Recorded data
------------------------------------------------------------

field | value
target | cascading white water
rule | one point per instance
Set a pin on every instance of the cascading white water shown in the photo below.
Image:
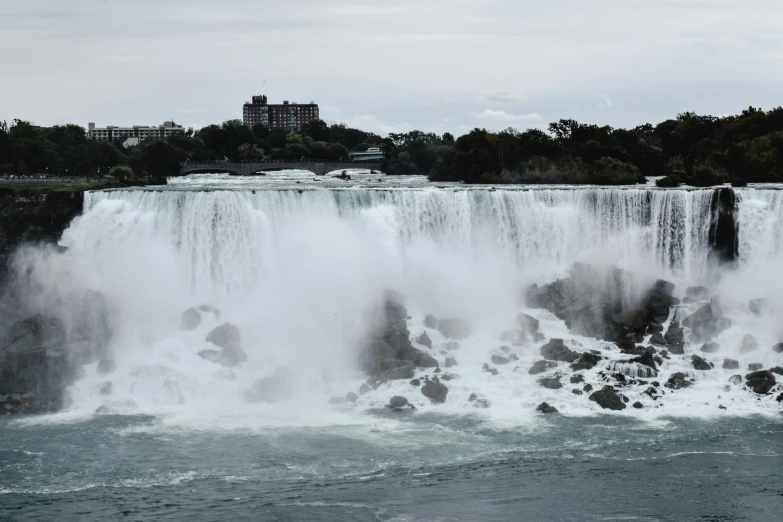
(297, 267)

------------------------------------------------------------

Retype the data above exactly; pictures are not part of the copy.

field | value
target | cascading white water
rule | one point per instance
Set a pin on every instance of the cascading white water shown in the photo below.
Image:
(297, 267)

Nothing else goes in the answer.